** Excerpted passage follows **

Skip to main content

Sharpen your teeth in Data Analytics (and maybe create a portfolio while you’re at it)


 

As a novice data analyst myself, I truly understand the mind of another beginner rearing to go out in the world and trying to tame a wild data set and analysing the heck out of it. Understandable, it is then, the urge to pick up the same old Kaggle data set that is begging not to be analysed for the umpteenth time, all whilst arriving at the same insights as the 24,637 people that came before you. One must not be utterly taken aback then, when they see the face of their interviewer (seeing the same analysis thirteenth time that day) turn red in anger without application of any sort of conditional formatting.

So, one might naturally enquire into the remedy to such an ailment. I would then point you towards the less traversed yet endlessly fascinating direction of obscure publicly available datasets. From an exhaustive data set of all known passengers of the RMS Titanic to the largest reference data set of the human genome, not only do they make for remarkably interesting candidates for analytics projects, but they also set you apart in the eyes of interviewers. 

The variety of data out there is so diverse, every budding data enthusiast is bound to discover something that piques their analytical interest.

** End of Excerpted passage **

■ **Exercise instructions**
**A)** Answer these about the data analytics post:
(i) How many people does it say arrived at the same insights before you?
(ii) Which two publicly available datasets does it give as examples?
(iii) Which time that day is the interviewer said to be seeing the same analysis?
**B)** Echo the data analytics post word for word, starting with "So, one might" and going on through "their analytical interest.".

** Extracted data follows **

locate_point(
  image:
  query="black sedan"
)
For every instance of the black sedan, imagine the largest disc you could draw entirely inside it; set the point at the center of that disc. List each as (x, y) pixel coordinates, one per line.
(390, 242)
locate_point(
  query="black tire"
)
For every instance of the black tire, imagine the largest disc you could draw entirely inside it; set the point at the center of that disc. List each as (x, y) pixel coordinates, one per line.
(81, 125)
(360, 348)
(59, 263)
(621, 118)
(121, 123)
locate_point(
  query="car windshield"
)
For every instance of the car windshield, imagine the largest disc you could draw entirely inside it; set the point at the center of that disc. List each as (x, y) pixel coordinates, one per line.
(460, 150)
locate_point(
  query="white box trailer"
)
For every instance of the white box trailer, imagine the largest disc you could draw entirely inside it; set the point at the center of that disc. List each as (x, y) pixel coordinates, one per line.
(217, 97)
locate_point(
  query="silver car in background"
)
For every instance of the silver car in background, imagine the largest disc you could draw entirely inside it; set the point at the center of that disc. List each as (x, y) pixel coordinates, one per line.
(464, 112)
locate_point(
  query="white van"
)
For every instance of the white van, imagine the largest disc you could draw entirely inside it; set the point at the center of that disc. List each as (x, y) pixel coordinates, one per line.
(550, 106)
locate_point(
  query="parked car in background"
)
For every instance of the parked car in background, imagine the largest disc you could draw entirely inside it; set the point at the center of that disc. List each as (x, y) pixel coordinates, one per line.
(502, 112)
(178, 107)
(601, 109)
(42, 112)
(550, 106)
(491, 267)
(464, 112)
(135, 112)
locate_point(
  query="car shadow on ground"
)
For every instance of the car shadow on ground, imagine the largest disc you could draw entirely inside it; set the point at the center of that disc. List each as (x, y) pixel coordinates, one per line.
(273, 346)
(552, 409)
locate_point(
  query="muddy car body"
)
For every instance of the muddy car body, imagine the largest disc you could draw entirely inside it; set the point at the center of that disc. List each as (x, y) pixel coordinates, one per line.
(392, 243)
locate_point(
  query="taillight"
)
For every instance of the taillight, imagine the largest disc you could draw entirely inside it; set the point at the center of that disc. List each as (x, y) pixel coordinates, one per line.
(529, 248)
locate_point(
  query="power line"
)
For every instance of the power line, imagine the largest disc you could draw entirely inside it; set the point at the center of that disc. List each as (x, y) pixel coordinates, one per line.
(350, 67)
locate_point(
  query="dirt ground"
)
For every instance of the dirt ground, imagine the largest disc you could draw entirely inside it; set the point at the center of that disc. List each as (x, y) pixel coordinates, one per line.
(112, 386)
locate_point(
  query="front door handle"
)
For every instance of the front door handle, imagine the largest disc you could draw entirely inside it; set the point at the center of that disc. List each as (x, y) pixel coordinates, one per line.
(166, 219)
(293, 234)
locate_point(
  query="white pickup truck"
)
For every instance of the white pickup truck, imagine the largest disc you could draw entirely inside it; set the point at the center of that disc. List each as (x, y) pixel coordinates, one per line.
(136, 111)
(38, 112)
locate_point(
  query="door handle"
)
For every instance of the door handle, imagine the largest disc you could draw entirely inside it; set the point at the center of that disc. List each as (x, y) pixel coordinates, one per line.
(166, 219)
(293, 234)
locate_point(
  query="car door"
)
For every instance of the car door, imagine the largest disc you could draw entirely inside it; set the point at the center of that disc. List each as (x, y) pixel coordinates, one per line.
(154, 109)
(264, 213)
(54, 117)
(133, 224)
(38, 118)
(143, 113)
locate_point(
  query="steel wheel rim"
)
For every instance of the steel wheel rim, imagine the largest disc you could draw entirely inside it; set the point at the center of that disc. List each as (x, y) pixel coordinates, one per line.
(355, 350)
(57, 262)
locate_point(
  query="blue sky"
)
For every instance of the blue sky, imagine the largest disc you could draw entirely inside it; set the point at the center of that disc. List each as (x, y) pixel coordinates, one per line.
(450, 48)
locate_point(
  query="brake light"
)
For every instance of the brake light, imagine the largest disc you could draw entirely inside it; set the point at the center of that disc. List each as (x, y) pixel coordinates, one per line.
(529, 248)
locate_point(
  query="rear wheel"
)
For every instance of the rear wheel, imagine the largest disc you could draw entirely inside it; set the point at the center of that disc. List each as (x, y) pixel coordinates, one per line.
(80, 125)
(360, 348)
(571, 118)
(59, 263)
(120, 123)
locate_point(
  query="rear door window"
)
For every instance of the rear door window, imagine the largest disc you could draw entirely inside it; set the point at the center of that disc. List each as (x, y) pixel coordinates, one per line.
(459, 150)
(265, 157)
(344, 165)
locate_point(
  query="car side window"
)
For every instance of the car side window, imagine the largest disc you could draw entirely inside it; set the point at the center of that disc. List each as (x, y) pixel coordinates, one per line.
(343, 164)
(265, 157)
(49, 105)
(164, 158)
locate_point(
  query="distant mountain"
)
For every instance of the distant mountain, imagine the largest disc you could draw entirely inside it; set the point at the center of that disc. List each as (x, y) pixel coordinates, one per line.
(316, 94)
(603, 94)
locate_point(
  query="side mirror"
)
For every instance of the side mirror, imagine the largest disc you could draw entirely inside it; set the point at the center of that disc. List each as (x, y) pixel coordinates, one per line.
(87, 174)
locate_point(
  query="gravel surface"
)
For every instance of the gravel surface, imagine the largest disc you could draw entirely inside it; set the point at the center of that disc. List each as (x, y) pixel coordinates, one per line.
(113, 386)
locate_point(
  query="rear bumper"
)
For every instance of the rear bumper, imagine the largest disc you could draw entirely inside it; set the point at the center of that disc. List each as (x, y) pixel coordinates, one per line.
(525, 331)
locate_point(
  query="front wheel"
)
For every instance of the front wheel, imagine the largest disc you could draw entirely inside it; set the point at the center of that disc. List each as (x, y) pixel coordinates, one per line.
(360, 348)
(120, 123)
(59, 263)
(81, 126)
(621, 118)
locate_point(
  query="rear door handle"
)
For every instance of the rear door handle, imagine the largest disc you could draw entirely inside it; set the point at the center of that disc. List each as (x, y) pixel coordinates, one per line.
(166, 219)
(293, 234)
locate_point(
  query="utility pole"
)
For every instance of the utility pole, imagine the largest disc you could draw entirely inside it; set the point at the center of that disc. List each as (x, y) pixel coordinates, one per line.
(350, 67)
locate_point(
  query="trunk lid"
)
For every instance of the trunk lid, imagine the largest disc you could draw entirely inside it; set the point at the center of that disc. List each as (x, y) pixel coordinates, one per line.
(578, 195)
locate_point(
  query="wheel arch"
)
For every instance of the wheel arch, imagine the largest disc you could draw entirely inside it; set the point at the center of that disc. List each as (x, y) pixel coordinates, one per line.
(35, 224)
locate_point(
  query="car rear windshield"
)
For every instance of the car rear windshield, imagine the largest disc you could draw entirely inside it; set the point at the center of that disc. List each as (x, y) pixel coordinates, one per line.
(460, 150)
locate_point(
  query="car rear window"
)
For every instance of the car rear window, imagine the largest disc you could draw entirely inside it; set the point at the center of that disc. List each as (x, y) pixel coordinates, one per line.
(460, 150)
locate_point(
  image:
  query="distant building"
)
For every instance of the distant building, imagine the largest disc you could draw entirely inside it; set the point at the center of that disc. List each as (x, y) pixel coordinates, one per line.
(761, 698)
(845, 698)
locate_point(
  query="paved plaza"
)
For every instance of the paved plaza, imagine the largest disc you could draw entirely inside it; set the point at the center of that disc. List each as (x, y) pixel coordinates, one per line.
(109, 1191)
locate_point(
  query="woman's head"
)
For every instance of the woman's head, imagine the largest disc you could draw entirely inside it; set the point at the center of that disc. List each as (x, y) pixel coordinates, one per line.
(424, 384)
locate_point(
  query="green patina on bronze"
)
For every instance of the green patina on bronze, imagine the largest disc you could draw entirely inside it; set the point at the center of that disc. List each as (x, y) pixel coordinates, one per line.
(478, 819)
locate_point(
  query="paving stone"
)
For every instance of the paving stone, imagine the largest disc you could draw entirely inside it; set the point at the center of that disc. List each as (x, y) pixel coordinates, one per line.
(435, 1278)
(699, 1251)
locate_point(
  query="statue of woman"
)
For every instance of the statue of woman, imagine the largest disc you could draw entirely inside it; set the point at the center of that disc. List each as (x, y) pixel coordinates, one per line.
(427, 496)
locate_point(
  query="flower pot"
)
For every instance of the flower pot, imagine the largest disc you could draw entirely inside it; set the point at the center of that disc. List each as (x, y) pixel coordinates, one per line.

** End of Extracted data **

■ **Task responses**
**A)**
(i) 24,637
(ii) A dataset of all known passengers of the RMS Titanic and the largest reference dataset of the human genome
(iii) The thirteenth time

**B)**
So, one might naturally enquire into the remedy to such an ailment. I would then point you towards the less traversed yet endlessly fascinating direction of obscure publicly available datasets. From an exhaustive data set of all known passengers of the RMS Titanic to the largest reference data set of the human genome, not only do they make for remarkably interesting candidates for analytics projects, but they also set you apart in the eyes of interviewers. 

The variety of data out there is so diverse, every budding data enthusiast is bound to discover something that piques their analytical interest.